Copy every line from the start of the records up to and including the line with "(80, 184), (240, 251)", keeping the requests unchanged. Scale each coordinate in the answers by 2.2 and round it to a whole number, with halves rounded up.

[Extracted records]
- - - - -

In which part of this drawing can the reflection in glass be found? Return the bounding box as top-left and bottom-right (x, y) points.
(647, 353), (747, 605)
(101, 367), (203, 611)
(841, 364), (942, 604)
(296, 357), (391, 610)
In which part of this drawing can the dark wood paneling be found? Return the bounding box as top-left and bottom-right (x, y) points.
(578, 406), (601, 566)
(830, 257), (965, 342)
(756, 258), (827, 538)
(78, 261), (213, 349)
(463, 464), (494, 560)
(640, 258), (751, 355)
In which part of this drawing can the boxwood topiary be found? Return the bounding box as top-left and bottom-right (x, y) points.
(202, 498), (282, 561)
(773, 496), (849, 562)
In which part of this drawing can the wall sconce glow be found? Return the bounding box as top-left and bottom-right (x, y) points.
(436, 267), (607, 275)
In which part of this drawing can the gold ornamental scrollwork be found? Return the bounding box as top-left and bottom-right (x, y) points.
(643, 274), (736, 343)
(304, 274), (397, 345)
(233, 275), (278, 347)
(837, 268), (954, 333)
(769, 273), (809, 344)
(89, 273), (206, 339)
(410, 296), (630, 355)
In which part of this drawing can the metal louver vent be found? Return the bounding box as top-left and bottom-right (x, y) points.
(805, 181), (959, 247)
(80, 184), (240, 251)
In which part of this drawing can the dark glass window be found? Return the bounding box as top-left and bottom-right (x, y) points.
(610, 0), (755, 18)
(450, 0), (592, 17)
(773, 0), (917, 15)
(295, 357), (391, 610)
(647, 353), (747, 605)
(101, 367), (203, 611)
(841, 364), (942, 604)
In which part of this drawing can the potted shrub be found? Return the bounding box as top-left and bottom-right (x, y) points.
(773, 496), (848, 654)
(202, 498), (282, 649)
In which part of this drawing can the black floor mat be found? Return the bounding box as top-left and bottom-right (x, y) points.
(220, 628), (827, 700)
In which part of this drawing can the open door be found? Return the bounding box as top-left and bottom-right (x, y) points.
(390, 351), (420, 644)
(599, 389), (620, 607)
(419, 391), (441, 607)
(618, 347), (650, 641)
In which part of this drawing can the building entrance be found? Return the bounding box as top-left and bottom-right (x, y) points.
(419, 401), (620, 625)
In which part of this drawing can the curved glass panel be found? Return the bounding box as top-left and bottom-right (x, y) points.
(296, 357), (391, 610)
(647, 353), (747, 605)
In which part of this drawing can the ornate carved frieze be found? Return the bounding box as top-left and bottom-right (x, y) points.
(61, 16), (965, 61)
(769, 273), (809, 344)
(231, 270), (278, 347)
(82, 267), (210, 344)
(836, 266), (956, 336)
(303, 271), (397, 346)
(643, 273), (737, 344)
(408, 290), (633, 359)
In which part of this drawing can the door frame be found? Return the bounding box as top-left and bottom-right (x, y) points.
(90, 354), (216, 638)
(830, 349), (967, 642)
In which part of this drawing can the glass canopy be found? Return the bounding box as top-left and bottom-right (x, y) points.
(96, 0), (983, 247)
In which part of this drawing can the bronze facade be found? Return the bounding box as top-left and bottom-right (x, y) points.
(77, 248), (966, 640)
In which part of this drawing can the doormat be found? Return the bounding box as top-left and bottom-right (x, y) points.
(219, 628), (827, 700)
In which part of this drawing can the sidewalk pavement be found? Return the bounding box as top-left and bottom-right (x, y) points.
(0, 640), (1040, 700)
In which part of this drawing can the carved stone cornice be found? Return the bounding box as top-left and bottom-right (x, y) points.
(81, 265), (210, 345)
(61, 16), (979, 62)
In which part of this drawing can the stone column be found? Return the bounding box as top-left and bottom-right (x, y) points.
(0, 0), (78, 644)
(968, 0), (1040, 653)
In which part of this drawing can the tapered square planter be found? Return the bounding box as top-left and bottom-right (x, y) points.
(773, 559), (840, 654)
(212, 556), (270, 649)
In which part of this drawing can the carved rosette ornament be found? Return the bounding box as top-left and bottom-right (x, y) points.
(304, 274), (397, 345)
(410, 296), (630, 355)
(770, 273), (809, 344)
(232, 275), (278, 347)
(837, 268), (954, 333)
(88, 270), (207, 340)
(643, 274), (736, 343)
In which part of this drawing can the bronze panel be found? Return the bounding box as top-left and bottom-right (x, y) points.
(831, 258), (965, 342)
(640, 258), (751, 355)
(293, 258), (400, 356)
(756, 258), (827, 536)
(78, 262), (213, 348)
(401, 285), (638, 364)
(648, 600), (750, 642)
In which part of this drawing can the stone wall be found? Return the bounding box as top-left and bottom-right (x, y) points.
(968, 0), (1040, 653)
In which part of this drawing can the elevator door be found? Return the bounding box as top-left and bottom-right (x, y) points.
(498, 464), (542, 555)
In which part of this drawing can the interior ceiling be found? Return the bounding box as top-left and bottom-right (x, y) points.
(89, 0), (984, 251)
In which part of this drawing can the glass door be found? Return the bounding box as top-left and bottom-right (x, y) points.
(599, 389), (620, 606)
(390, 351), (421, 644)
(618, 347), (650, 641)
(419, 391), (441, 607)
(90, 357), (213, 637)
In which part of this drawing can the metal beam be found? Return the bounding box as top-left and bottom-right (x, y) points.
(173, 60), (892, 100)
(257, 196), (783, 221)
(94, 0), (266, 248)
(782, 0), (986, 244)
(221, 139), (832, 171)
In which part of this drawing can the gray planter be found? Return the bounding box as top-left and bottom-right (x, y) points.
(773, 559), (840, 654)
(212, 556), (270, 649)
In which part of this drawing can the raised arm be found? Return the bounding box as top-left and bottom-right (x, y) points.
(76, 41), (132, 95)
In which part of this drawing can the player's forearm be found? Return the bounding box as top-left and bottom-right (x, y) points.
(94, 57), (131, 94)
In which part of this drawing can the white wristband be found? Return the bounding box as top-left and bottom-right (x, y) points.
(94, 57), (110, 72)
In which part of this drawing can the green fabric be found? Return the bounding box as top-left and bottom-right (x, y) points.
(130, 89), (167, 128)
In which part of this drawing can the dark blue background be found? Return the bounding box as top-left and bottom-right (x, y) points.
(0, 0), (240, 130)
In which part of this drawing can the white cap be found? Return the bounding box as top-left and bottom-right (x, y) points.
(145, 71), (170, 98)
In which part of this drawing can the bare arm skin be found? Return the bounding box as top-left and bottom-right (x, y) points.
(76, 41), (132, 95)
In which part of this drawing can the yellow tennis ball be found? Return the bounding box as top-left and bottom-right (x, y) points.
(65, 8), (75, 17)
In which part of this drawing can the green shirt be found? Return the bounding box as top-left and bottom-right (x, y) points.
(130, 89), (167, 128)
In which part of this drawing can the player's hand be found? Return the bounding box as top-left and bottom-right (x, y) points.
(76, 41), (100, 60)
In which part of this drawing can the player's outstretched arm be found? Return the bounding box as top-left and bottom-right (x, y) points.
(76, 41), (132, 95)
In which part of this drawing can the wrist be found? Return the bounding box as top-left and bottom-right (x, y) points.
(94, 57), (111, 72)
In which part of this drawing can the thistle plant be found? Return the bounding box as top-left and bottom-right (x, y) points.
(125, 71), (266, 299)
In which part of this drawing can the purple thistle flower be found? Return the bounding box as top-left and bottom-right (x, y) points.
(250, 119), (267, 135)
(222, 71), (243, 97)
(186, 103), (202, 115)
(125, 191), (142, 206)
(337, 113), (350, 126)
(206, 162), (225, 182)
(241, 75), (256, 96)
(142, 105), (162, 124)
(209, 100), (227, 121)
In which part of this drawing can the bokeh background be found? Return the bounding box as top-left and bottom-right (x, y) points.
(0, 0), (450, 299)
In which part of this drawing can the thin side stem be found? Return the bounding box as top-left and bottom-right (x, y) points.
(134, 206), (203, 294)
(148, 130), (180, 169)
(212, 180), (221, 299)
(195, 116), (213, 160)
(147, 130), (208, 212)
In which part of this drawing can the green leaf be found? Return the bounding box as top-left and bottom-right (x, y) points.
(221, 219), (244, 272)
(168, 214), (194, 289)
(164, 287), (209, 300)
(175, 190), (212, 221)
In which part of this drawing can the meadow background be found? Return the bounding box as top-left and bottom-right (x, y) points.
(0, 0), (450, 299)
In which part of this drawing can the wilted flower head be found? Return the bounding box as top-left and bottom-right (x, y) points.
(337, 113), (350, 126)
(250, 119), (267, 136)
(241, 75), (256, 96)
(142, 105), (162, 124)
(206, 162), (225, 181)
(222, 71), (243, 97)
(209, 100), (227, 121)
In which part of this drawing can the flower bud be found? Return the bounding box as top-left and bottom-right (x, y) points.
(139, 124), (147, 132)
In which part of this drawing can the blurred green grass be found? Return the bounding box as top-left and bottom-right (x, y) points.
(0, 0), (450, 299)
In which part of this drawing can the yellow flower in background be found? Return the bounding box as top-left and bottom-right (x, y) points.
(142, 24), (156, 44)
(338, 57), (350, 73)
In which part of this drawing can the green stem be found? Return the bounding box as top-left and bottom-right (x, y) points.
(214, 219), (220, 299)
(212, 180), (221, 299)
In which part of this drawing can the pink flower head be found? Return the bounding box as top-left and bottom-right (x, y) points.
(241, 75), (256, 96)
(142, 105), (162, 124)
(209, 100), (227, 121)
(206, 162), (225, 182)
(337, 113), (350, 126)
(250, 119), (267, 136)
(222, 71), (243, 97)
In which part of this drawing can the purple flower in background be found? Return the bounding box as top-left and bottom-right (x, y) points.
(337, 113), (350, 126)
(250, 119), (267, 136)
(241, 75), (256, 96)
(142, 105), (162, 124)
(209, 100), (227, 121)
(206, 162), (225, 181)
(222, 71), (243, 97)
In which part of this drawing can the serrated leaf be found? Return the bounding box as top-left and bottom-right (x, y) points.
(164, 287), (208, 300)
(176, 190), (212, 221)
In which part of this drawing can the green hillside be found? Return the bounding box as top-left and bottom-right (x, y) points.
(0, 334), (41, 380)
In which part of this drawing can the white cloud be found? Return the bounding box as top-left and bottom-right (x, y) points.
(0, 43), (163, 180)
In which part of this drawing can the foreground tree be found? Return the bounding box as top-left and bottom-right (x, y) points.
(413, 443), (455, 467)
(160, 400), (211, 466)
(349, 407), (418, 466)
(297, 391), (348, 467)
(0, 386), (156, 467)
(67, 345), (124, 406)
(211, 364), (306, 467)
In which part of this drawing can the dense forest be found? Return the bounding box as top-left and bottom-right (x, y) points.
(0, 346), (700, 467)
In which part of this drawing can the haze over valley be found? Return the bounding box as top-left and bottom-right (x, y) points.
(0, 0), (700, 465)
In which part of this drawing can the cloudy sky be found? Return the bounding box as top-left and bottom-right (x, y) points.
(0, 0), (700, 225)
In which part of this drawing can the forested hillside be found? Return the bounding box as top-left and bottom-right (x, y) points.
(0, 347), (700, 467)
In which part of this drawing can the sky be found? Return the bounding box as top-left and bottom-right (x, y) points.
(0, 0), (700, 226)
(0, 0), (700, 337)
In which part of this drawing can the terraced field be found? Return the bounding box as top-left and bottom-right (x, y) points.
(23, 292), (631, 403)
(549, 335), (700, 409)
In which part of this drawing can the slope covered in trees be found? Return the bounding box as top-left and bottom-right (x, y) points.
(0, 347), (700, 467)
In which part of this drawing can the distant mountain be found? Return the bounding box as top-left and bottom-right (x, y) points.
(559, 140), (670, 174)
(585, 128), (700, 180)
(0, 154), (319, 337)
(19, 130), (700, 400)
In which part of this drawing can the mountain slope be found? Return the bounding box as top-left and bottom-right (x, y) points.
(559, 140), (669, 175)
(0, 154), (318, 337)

- - - - -

### Expected answer
In which part of this drawing can the reflection in glass be found? Return the bounding box as top-left and bottom-right (x, y) points.
(1423, 777), (1643, 1331)
(222, 807), (447, 1344)
(1850, 801), (2072, 1329)
(651, 785), (860, 1342)
In which part of this drawing can the dark wood paneling be found? Return the bounding box as top-left and bottom-right (x, y) points.
(1272, 893), (1322, 1245)
(1826, 565), (2123, 752)
(1663, 568), (1819, 1184)
(172, 574), (469, 768)
(1019, 1021), (1087, 1232)
(1408, 568), (1652, 781)
In which part of this drawing can the boxwood topiary be found? Return the bounding box as top-left and bottom-right (x, y) points.
(444, 1096), (620, 1234)
(1701, 1091), (1868, 1236)
In which part of this drawing can the wall sconce glow be found? Return the bounding box as top-left and bottom-right (x, y) points.
(959, 587), (1335, 605)
In which part of this drawing can the gold ornamental scrollwork be found? Return the bounding box as top-left and bottom-right (x, y) points.
(1415, 603), (1619, 755)
(669, 603), (873, 759)
(513, 605), (612, 763)
(1841, 590), (2099, 733)
(1692, 601), (1780, 757)
(196, 601), (453, 746)
(902, 651), (1386, 781)
In which part of this drawing can the metal louver vent be found? Return the bounding box as top-left and bottom-right (x, y) points.
(1771, 398), (2110, 543)
(176, 405), (528, 552)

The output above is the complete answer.